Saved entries
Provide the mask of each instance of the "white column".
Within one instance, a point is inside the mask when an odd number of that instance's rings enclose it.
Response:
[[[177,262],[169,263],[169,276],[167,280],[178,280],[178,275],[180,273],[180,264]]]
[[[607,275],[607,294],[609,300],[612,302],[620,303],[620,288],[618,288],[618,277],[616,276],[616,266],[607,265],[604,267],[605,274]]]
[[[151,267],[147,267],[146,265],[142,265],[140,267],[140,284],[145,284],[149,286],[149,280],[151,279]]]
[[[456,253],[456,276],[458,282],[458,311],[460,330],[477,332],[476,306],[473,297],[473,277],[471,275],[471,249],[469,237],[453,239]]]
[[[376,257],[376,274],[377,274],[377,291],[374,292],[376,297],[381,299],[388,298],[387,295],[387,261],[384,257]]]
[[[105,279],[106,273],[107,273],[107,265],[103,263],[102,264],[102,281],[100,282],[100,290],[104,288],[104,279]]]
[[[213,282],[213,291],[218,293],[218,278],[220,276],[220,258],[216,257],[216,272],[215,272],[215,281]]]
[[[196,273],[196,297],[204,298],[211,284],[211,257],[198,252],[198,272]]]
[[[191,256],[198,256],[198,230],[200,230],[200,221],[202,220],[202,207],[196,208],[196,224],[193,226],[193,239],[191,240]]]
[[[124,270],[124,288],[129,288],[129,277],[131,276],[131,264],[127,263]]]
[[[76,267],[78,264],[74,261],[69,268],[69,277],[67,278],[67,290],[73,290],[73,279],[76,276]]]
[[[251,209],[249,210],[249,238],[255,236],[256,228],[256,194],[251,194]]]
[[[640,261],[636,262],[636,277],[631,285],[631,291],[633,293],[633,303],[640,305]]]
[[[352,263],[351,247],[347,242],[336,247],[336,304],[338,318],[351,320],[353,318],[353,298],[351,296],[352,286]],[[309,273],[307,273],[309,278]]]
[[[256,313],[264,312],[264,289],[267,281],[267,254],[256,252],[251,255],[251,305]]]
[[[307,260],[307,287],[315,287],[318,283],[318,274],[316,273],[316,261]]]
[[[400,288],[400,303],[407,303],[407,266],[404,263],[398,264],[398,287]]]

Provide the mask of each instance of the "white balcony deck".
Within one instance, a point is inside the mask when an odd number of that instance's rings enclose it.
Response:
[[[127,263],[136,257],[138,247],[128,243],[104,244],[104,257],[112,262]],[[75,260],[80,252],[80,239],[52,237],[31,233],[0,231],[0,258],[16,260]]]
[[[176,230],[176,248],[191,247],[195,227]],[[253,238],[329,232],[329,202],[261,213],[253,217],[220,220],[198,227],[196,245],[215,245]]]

- Task instructions
Using the entries above, work out the number of lines that hold the word "white" and write it with no other words.

- Solution
2